> _Tekst do analizy_
—————

Co do nadmiarowych zgonów - trzeba by się zastanowić, ile z tych ludzi umarło stricte z powodu kowida, a ile to są zaniechania w leczeniu lub ofiary róznych,nieraz totalnie bezsensownych obostrzeń, bałaganu i braku organizacji. Nawet na tym forum mamy użytkownika, który niedawno stracił ojca. Przez prawie rok się bujali po lekarzach, ale wszyscy mieli wywalone, bo teraz tylko kowid jest seksi, a ojciec kolegi miał na tyle pecha, że jego choroba nie była taka modna. W rezultacie - ojciec się poodbijał od wielu drzwi, aż doszedł do etapu, w którym trafił na drzwiczki od trumny.
Epidemia COVID ma swoje skutki na wielu poziomach:
- zgony spowodowane bezpośrednio przez COVID (w rozumieniu - gdyby nie COVID, to zmarły by żył dłużej)

—————

> _Podane pozycje_
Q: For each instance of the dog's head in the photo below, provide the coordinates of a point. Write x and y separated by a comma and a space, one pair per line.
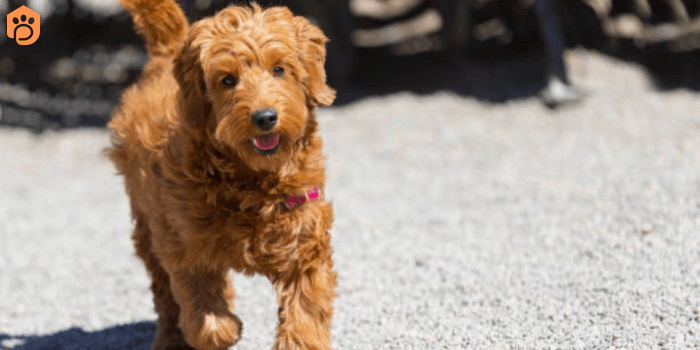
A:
251, 78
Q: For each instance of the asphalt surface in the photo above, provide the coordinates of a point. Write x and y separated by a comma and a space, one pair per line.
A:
459, 224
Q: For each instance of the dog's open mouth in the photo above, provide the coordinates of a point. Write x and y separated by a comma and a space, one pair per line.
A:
266, 144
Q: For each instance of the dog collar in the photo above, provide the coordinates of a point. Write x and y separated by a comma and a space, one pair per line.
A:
294, 200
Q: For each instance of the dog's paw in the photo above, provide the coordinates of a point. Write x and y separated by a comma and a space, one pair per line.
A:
213, 331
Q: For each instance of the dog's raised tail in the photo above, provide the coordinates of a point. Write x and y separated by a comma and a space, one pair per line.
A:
162, 23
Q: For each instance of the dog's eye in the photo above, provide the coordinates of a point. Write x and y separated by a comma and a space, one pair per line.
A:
229, 80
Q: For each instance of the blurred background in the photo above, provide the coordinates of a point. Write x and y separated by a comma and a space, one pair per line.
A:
495, 50
505, 174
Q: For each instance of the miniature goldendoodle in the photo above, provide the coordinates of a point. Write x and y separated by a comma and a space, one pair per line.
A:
214, 137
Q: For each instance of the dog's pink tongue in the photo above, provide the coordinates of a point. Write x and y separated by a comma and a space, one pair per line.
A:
266, 142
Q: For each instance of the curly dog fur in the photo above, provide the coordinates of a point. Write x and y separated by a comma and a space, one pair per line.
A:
205, 195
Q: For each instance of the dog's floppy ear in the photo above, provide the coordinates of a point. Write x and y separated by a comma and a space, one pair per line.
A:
194, 105
312, 53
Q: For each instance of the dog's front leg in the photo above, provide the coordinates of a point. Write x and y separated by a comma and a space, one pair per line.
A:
206, 308
305, 298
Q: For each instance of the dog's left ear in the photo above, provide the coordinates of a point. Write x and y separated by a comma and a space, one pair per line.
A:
312, 54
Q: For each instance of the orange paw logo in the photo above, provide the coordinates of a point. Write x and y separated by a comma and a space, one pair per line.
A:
23, 25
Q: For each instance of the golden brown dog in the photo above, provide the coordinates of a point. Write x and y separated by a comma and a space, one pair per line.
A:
216, 133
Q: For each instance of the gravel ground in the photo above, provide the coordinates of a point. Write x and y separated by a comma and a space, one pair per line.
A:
460, 224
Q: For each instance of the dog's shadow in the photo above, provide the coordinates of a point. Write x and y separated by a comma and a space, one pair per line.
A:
137, 336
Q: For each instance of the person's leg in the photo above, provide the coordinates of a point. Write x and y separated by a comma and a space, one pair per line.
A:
557, 90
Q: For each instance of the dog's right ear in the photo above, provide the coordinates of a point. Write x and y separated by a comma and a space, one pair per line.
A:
194, 105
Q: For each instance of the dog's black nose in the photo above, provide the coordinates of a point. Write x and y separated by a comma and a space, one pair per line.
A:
265, 118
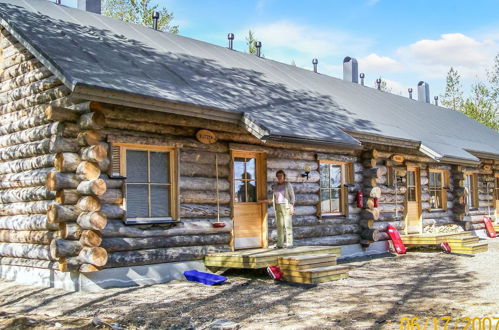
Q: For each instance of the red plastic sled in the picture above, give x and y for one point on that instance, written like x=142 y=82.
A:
x=489 y=227
x=275 y=272
x=397 y=241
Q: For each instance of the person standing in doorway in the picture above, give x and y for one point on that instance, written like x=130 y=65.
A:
x=284 y=201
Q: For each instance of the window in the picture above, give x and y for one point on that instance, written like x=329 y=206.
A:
x=150 y=183
x=245 y=179
x=333 y=193
x=470 y=187
x=438 y=180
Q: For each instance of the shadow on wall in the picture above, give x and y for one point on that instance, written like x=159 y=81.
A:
x=98 y=57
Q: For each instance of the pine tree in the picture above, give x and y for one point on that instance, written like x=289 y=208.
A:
x=453 y=96
x=139 y=12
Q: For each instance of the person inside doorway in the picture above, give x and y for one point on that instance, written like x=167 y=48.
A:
x=284 y=201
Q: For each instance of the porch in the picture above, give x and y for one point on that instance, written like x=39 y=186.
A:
x=463 y=242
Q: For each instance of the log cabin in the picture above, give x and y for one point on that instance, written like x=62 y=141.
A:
x=129 y=150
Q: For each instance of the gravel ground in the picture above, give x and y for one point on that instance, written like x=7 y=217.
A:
x=378 y=293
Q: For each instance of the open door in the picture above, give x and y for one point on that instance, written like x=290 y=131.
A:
x=249 y=179
x=497 y=198
x=413 y=219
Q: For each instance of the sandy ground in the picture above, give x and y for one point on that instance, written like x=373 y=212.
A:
x=379 y=292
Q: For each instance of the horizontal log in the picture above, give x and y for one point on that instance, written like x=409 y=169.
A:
x=67 y=196
x=202 y=211
x=54 y=144
x=112 y=196
x=95 y=153
x=25 y=179
x=203 y=170
x=39 y=207
x=25 y=195
x=24 y=262
x=204 y=157
x=116 y=228
x=64 y=248
x=92 y=220
x=329 y=240
x=27 y=222
x=319 y=231
x=162 y=255
x=62 y=213
x=94 y=120
x=23 y=250
x=89 y=204
x=70 y=230
x=66 y=162
x=292 y=164
x=90 y=238
x=129 y=244
x=54 y=113
x=27 y=164
x=203 y=184
x=200 y=197
x=96 y=187
x=294 y=175
x=28 y=236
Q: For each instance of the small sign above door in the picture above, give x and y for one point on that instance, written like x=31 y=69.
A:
x=206 y=137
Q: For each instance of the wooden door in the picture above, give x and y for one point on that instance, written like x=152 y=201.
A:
x=413 y=202
x=249 y=195
x=497 y=198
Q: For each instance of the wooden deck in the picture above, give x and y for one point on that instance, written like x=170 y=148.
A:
x=463 y=242
x=261 y=258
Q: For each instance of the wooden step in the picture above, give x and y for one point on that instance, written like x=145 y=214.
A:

—————

Podaj na podstawie tekstu do analizy, jak długo ojciec użytkownika forum chodził po lekarzach.

Przez prawie rok.